[Rows from a pointing dataset]
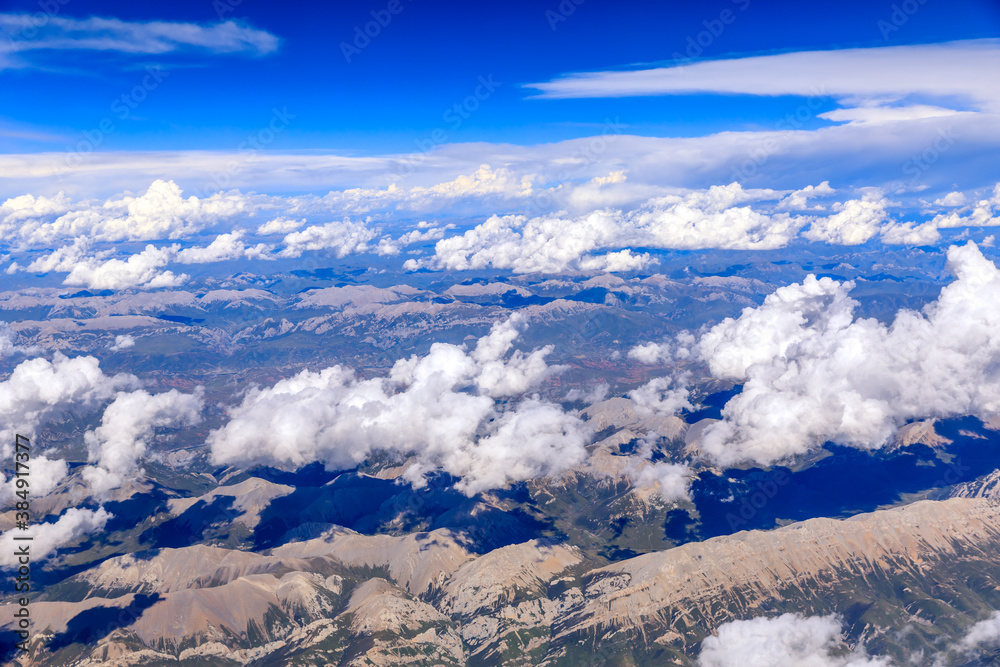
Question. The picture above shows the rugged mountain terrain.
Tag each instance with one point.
(906, 579)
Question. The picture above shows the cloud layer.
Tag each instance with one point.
(789, 640)
(812, 372)
(453, 409)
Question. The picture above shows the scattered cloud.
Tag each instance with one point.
(119, 443)
(39, 389)
(789, 640)
(812, 372)
(122, 342)
(448, 400)
(958, 69)
(73, 525)
(22, 34)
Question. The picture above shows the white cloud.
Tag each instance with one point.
(144, 270)
(799, 200)
(224, 247)
(8, 346)
(789, 640)
(160, 213)
(43, 476)
(655, 353)
(960, 69)
(983, 633)
(343, 237)
(885, 114)
(985, 213)
(280, 225)
(440, 409)
(700, 219)
(951, 200)
(38, 389)
(73, 525)
(671, 480)
(813, 373)
(120, 442)
(661, 397)
(122, 342)
(23, 33)
(855, 221)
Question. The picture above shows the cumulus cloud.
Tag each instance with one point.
(671, 480)
(812, 372)
(344, 237)
(441, 409)
(224, 247)
(44, 476)
(653, 353)
(160, 213)
(122, 342)
(144, 270)
(661, 397)
(985, 213)
(73, 525)
(799, 200)
(854, 222)
(8, 344)
(789, 640)
(39, 389)
(120, 442)
(708, 219)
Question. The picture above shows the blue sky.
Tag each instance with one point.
(396, 91)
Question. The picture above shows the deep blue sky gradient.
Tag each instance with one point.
(396, 91)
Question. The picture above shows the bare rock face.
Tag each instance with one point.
(416, 562)
(621, 413)
(500, 576)
(987, 486)
(921, 432)
(825, 564)
(351, 599)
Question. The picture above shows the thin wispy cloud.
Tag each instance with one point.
(21, 35)
(963, 71)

*What the task requires:*
The material above must be printed exactly, with its pictures left out.

*Problem solution:*
Question. The picture above shows the rugged mountain terrain.
Tag each instance with one point.
(906, 579)
Question. The picture above shows the cloud layer.
Tag each instance with one point.
(789, 640)
(812, 372)
(453, 409)
Question. The picture above shows the scattered cloud.
Tag each instance with one point.
(119, 443)
(39, 389)
(789, 640)
(812, 372)
(122, 342)
(448, 400)
(958, 69)
(73, 525)
(22, 34)
Question. The picture above shows the white cloud.
Tag each instance with one point.
(144, 270)
(799, 200)
(224, 247)
(8, 346)
(789, 640)
(160, 213)
(43, 476)
(655, 353)
(960, 69)
(983, 633)
(343, 237)
(885, 114)
(985, 213)
(280, 225)
(440, 409)
(700, 219)
(951, 200)
(38, 389)
(73, 525)
(671, 480)
(813, 373)
(120, 442)
(661, 397)
(122, 342)
(23, 33)
(855, 221)
Question. The picture above shows the cumulus cloud.
Tag each instance with one point.
(671, 480)
(812, 372)
(344, 237)
(441, 409)
(224, 247)
(44, 476)
(653, 353)
(160, 213)
(122, 342)
(144, 270)
(661, 397)
(985, 213)
(73, 525)
(799, 200)
(854, 222)
(8, 344)
(789, 640)
(39, 389)
(120, 442)
(708, 219)
Question. The picture above shows the blue sky.
Tag each instance with one point.
(396, 91)
Question. The picture above shows the deep blue sky gradient.
Tag each instance with one point.
(396, 91)
Question. The picture above shows the bare rock face.
Tag each instance with one point.
(416, 562)
(621, 413)
(500, 576)
(987, 486)
(921, 432)
(825, 564)
(351, 599)
Question. The picture above shows the thin wispy cloud.
Tag each instance with one point.
(21, 35)
(963, 71)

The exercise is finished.